## ACTIVITY LIST
a: Copy the passage of the Ellen Longmire biography between "Ellen Kathryn Longmire" and "Experiments in Fluids.", inclusive, word for word.
b: Extend the Ellen Longmire biography beyond its final sentence.

::: DOCUMENT PASSAGE

= Ellen Longmire =

American applied physicist and mechanical engineer

Ellen Kathryn Longmire is an American applied physicist and mechanical engineer known for her research in experimental fluid dynamics and turbulence. She is a professor of aerospace engineering and mechanics at the University of Minnesota, where she is also Associate Dean for Academic Affairs in the College of Science & Engineering,, the former chair of the American Physical Society Division of Fluid Dynamics, and one of three editors-in-chief of the journal Experiments in Fluids.

==Education and career==
Longmire majored in physics at Princeton University, graduating in 1982. After a year at the Technical University of Braunschweig, and work in industry at Honeywell, Hauni-Werke Koerber, and Science Applications International, she went to Stanford University for graduate study in mechanical engineering, earning a master's degree in 1985 and completing a Ph.D. in 1990.

::::::
::: DATA SUPPLIED

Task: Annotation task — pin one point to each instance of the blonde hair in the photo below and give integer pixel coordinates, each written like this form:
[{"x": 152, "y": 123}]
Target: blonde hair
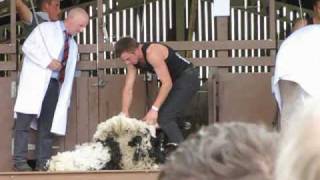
[
  {"x": 299, "y": 155},
  {"x": 224, "y": 151}
]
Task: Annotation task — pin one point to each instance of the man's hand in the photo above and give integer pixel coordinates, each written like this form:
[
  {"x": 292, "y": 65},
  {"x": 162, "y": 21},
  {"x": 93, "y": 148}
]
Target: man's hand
[
  {"x": 151, "y": 117},
  {"x": 55, "y": 65}
]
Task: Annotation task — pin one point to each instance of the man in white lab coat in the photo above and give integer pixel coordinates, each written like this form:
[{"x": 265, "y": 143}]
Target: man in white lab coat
[
  {"x": 50, "y": 55},
  {"x": 49, "y": 11},
  {"x": 296, "y": 77}
]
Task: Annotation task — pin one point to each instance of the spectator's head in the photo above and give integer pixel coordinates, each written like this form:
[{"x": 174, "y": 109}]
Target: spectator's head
[
  {"x": 126, "y": 49},
  {"x": 52, "y": 7},
  {"x": 76, "y": 20},
  {"x": 299, "y": 155},
  {"x": 230, "y": 151}
]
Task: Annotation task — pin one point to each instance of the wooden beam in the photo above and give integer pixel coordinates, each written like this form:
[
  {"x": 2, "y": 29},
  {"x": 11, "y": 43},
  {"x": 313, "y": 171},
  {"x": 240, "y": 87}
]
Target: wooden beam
[
  {"x": 7, "y": 49},
  {"x": 125, "y": 4},
  {"x": 94, "y": 175}
]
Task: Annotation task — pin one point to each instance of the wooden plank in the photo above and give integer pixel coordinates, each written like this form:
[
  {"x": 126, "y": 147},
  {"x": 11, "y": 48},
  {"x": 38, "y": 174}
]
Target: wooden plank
[
  {"x": 6, "y": 121},
  {"x": 220, "y": 44},
  {"x": 217, "y": 62},
  {"x": 82, "y": 110},
  {"x": 13, "y": 30},
  {"x": 7, "y": 48},
  {"x": 246, "y": 97},
  {"x": 71, "y": 135},
  {"x": 180, "y": 21},
  {"x": 93, "y": 106},
  {"x": 97, "y": 175}
]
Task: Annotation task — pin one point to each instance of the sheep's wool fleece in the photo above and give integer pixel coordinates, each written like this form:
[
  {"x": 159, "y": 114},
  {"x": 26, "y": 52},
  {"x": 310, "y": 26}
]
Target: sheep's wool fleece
[{"x": 118, "y": 143}]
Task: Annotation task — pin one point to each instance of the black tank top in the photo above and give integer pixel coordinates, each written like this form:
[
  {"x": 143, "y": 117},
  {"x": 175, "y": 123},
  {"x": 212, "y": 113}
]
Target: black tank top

::::::

## TASK-BY-TASK ANSWERS
a:
Ellen Kathryn Longmire is an American applied physicist and mechanical engineer known for her research in experimental fluid dynamics and turbulence. She is a professor of aerospace engineering and mechanics at the University of Minnesota, where she is also Associate Dean for Academic Affairs in the College of Science & Engineering,, the former chair of the American Physical Society Division of Fluid Dynamics, and one of three editors-in-chief of the journal Experiments in Fluids.

b:
She became an assistant professor in the University of Minnesota Department of Aerospace Engineering and Mechanics in 1990, and was named McKnight Land-Grant Assistant Professor in 1994. She was promoted to a full professorship in 2003, and associate dean in 2018.

She chaired the American Physical Society Division of Fluid Dynamics in 2016.

==Recognition==
Longmire was named a Fellow of the American Physical Society (APS) in 2006, after a nomination by the APS Division of Fluid Dynamics, "for innovative experiments in turbulent and particle-laden flows, and the development of new and improved flow diagnostic techniques".